Object position labeling entries:
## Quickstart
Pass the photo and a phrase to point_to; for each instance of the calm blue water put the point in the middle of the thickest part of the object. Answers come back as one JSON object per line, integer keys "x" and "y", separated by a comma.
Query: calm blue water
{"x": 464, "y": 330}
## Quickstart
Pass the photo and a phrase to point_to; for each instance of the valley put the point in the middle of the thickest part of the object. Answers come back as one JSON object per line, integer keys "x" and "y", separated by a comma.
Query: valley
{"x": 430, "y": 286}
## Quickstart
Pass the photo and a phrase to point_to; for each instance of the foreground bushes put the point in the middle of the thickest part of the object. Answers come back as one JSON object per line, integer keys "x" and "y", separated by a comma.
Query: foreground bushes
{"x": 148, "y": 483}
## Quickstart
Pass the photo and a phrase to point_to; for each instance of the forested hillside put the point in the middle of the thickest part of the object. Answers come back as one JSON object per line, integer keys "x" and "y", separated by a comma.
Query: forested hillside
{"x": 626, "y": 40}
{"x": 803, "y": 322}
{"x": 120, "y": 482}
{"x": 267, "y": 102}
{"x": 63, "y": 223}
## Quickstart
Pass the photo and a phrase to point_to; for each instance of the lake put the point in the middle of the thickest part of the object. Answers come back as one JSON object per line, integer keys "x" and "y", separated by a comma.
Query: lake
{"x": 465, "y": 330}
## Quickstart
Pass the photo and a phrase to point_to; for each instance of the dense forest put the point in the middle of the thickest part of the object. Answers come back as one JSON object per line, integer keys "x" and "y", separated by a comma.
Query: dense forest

### WHAT YOU HAVE TO DO
Output each record precisely as given.

### COMPLETE ANSWER
## Quickstart
Pass the photo and a phrase to point_to; for each instance of the calm blue water put the point in the middle of the thickest part of the object. Answers come back as one JSON object per line, integer keys "x" and "y", separated by a comma.
Query: calm blue water
{"x": 464, "y": 330}
## Quickstart
Pass the photo and a phrase to point_to; for each instance of the valley put the point in the middle of the thickest part of the object. Answers come back as one JSON object per line, integer keys "x" and "y", separated by a comma.
Query: valley
{"x": 430, "y": 286}
## Quickstart
Pass the photo and a phrase to point_to; for each instance of the foreground bushes put the point in the middle of the thickest part of the object. Answers come back as one JSON object per line, integer keys "x" and "y", separated by a comma.
Query: foreground bushes
{"x": 148, "y": 483}
## Quickstart
Pass the photo and a phrase to point_to; for each instance of the forested hillside put the point in the middle of the thickest part of the object. Answers come back as one JSON object per line, integer keys "x" and "y", separated by a comma.
Query: forested hillside
{"x": 626, "y": 40}
{"x": 803, "y": 322}
{"x": 120, "y": 482}
{"x": 267, "y": 102}
{"x": 63, "y": 223}
## Quickstart
Pass the photo and a phrase to point_to; for each instance of the lake put the point in the middle of the thickest part of the object. Answers come back as one JSON object per line, integer keys "x" and "y", separated by a comma.
Query: lake
{"x": 465, "y": 330}
## Quickstart
Pass the photo and a phrase to point_to; for each instance of the dense forest put the point in the middle of the thickest part of the object. Answers come back as one JSON object per line, integer keys "x" and "y", separated by a comma.
Query: dense forest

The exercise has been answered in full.